Dataset entries:
#####

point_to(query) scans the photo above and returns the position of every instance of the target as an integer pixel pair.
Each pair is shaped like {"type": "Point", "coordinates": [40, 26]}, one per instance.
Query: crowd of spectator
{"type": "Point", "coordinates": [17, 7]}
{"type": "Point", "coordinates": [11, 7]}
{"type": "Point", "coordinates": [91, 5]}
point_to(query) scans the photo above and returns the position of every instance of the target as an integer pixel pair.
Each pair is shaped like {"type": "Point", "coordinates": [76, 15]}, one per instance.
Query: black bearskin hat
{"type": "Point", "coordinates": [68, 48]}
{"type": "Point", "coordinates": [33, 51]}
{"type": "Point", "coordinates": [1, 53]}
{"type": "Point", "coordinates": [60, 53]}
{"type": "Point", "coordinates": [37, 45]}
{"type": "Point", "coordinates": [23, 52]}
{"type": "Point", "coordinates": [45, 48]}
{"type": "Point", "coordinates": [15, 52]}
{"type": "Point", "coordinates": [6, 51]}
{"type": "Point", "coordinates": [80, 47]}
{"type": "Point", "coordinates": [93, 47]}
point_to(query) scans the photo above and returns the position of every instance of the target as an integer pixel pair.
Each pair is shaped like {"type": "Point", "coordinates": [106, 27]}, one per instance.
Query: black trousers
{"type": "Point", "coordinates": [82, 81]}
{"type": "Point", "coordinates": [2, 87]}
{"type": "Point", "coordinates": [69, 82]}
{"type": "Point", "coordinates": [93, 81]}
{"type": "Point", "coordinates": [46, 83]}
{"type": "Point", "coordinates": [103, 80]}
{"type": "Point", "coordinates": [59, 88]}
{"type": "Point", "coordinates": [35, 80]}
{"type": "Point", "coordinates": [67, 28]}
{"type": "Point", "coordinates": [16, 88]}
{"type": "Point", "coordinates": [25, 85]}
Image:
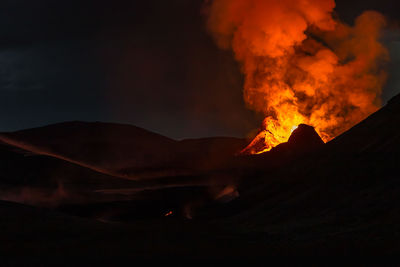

#####

Read through the entries above, and wherever a line holds the string "like", copy it.

ANSWER SECTION
Each pair is shaped like {"type": "Point", "coordinates": [40, 26]}, one per instance.
Each pair is shaped like {"type": "Point", "coordinates": [76, 15]}, one per instance.
Each pair is shaped like {"type": "Point", "coordinates": [106, 27]}, one per instance.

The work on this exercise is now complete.